→ **Document**:
>> start

El Sauz Mexican Food
Bring dollars. Leave sleepy
4432 San Fernando Rd. (@ Chevy Chase, in Glendale)
Phone: 818-246-9701 | map
I had no suspicion of the fact that the area up and to the right of Atwater was once called the Tropico District, founded in 1887 and incorporated as an independent municipality in 1911. I personally like the sound of it: "I'm taking Rico and the girls over to the Tropico District, you want any orchids, bamboo furniture or catamaran parts while I'm out?"
This is what you might ponder as you inhale the food from this most enthusiastically lauded Mexican stand.
El Sauz is a colorful but decidedly un-climate-controlled box of wood paneling and orange brick, the no-frills tables and chairs making it seem smaller. People crowd around the tiny pair of order/pickup windows. Speaking Spanish is a bonus, but the menu is brief: five dollar burritos, tacos a little over a buck twenty.
So, wow. The two or three people working behind the windows are very skilled at drawing maximum essence from cooked meat. My carne asada taco was gone in seconds, but I remember there being some really savory beef in there, humming in harmony with the cilantro and onion and dripping nectar onto my paper plate. The pollo taco, too, is miles ahead of average, chopped fine and layered with a vibrant green salsa.

>> end

(Extracted records)
>> start

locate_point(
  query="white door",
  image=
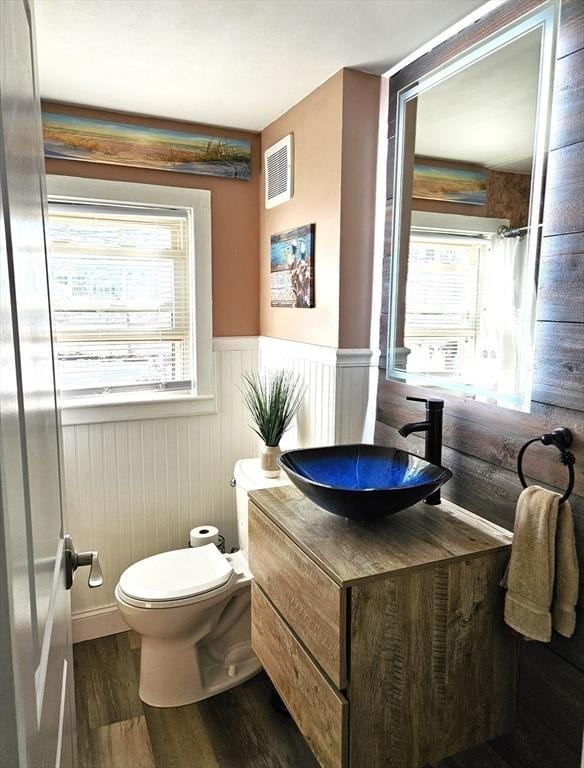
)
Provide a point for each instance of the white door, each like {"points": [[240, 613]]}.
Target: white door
{"points": [[37, 722]]}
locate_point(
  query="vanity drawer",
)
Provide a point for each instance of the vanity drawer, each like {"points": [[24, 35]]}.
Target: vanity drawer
{"points": [[320, 712], [306, 597]]}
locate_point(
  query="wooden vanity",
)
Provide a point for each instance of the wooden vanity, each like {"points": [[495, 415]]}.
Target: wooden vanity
{"points": [[386, 641]]}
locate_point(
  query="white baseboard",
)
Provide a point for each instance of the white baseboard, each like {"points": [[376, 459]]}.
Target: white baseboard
{"points": [[97, 622]]}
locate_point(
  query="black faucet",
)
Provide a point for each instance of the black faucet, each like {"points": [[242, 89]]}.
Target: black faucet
{"points": [[433, 429]]}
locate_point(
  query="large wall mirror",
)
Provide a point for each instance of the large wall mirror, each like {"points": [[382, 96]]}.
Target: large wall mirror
{"points": [[471, 142]]}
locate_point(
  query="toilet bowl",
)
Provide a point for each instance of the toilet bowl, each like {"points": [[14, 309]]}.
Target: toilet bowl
{"points": [[192, 609]]}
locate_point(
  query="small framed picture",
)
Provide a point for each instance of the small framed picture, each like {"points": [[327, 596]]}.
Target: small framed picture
{"points": [[292, 268]]}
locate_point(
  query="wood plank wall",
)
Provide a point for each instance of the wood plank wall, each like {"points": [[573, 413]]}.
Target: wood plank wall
{"points": [[481, 441]]}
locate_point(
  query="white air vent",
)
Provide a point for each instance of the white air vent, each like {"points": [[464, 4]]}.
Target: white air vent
{"points": [[278, 172]]}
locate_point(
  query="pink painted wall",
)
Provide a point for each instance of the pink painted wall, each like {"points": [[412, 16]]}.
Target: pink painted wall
{"points": [[335, 132], [234, 214]]}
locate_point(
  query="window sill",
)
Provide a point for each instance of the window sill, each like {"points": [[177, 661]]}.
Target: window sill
{"points": [[88, 411]]}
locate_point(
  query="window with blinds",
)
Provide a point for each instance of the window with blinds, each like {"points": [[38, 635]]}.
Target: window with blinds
{"points": [[443, 303], [121, 279]]}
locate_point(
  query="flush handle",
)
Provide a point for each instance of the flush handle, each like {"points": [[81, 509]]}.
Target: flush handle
{"points": [[74, 560]]}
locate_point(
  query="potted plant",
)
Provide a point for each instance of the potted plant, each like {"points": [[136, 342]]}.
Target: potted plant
{"points": [[273, 399]]}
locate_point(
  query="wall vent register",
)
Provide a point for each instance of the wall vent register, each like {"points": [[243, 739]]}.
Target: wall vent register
{"points": [[278, 172]]}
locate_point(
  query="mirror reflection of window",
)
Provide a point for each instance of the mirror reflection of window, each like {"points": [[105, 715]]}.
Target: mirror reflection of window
{"points": [[470, 160], [463, 306]]}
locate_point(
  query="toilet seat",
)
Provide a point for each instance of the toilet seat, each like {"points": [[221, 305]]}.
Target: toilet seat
{"points": [[178, 577]]}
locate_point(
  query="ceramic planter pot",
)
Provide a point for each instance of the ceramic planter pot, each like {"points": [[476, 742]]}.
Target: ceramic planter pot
{"points": [[269, 460]]}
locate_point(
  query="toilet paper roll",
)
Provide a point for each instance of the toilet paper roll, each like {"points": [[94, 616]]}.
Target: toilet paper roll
{"points": [[204, 534]]}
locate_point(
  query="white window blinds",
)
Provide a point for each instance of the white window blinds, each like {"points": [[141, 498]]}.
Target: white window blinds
{"points": [[121, 281], [444, 303]]}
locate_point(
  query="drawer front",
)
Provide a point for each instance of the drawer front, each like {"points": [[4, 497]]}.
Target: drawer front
{"points": [[312, 604], [320, 712]]}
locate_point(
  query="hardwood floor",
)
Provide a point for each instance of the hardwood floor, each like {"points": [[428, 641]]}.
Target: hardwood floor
{"points": [[236, 729]]}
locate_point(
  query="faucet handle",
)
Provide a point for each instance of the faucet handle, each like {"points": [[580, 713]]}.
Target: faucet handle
{"points": [[432, 403]]}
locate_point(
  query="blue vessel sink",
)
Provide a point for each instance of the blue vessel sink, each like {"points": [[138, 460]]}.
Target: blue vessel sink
{"points": [[362, 482]]}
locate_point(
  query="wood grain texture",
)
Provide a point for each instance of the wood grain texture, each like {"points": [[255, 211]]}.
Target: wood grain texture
{"points": [[564, 194], [494, 435], [305, 596], [123, 744], [235, 729], [561, 279], [553, 691], [482, 756], [481, 485], [533, 744], [432, 664], [483, 440], [558, 376], [567, 126], [318, 709], [447, 50], [350, 552]]}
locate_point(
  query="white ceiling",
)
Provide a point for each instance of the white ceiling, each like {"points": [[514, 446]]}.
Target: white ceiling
{"points": [[239, 63], [485, 114]]}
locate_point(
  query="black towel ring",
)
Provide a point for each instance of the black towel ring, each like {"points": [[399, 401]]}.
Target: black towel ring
{"points": [[562, 439]]}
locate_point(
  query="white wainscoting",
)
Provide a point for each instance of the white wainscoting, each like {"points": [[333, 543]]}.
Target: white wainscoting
{"points": [[136, 488], [337, 389]]}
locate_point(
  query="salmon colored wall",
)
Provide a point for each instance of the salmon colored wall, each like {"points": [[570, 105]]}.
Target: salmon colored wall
{"points": [[234, 211], [316, 123], [361, 100], [335, 131]]}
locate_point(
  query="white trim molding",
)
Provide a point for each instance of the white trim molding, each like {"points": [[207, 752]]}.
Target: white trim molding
{"points": [[138, 406], [337, 385]]}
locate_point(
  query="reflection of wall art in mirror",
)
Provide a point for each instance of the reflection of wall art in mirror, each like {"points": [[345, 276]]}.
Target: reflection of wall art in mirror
{"points": [[471, 144], [68, 137], [455, 185], [292, 268]]}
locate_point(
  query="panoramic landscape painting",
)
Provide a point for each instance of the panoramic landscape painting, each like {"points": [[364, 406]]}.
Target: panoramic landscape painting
{"points": [[455, 185], [100, 141]]}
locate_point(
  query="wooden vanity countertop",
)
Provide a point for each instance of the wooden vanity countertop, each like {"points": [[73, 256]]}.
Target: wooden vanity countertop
{"points": [[350, 552]]}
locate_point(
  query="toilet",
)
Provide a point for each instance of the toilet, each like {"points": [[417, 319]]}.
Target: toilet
{"points": [[192, 609]]}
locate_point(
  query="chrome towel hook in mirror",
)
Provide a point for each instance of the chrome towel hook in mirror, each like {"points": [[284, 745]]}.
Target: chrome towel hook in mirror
{"points": [[562, 439]]}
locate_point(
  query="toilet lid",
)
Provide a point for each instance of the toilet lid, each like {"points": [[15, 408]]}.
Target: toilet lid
{"points": [[177, 574]]}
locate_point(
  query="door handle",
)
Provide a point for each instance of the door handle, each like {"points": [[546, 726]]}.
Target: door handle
{"points": [[74, 560]]}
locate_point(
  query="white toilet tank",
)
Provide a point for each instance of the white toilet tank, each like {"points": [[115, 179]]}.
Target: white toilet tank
{"points": [[249, 477]]}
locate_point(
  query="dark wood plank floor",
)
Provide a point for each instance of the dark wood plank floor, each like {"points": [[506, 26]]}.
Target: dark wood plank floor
{"points": [[236, 729]]}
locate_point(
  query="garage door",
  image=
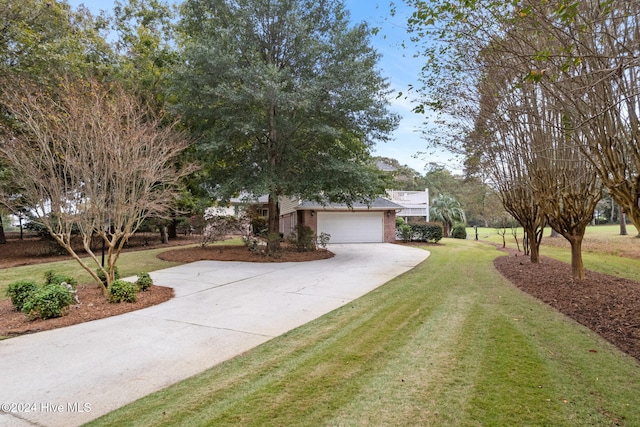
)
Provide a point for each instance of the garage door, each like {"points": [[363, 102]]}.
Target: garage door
{"points": [[352, 227]]}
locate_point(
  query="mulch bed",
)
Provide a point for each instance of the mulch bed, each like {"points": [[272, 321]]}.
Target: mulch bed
{"points": [[607, 305], [240, 253], [93, 305]]}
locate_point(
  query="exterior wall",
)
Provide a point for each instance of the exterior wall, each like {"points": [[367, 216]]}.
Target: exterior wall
{"points": [[305, 217], [390, 227], [288, 223], [287, 205]]}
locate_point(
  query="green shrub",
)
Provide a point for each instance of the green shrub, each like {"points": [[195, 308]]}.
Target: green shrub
{"points": [[144, 281], [47, 302], [50, 278], [323, 240], [102, 277], [459, 232], [427, 232], [405, 232], [20, 291], [123, 291], [304, 239]]}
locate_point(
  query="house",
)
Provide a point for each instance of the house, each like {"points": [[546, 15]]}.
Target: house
{"points": [[361, 223], [415, 204]]}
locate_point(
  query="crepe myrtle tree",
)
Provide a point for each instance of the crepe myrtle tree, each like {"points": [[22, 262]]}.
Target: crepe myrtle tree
{"points": [[447, 209], [90, 158], [286, 98]]}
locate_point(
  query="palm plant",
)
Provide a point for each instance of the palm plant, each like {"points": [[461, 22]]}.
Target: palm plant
{"points": [[448, 210]]}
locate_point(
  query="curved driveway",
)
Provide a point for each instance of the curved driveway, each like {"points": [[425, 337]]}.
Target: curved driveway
{"points": [[71, 375]]}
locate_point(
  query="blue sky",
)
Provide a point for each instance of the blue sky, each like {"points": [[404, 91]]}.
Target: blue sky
{"points": [[397, 64]]}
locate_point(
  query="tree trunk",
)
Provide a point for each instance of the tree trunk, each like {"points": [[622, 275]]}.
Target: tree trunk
{"points": [[533, 239], [273, 222], [164, 234], [577, 266], [173, 229], [623, 222], [3, 238]]}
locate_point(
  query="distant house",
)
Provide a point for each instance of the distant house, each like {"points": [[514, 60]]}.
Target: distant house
{"points": [[415, 204], [361, 223]]}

>> end

→ **Stated task**: Pick up the El Sauz Mexican Food review after its final paragraph and keep writing it. These items come from a separate source.

→ **Written reply**:
I always try an al pastor burrito where one is available, and this one needs its own paper towel rack. The thin-skinned tortilla is bunched up, showing patches of orange. The al pastor is very similar to the asada, being sleepy with juices and more concerned with the soul of the meat than its seasoning. There is a strong presence of pinto beans, big shards of white onion, and a shrug of cheese.
Putting down this burrito runs great risk of sudden disassembly (such as if one is writing notes), as the bottom end collects a ruddy pool of saturated peril. Not finishing the last five bites is probably wise, but I am not wise.
On a lighter note, the Tostada de Camaron is a citrusy blast, the crisp corn tortilla getting deluged with the makings of ceviche. The tiny pink tails of shrimp are dusted with cilantro and basically need a fork.
El Sauz is cash-only, but there's a parking lot and plenty of seating, so it's a fair trade as you ponder where your upcoming nap is going to occur.
( Categories: Cuisines (by Region), Mexican, Glendale/Atwater/Eagle Rock )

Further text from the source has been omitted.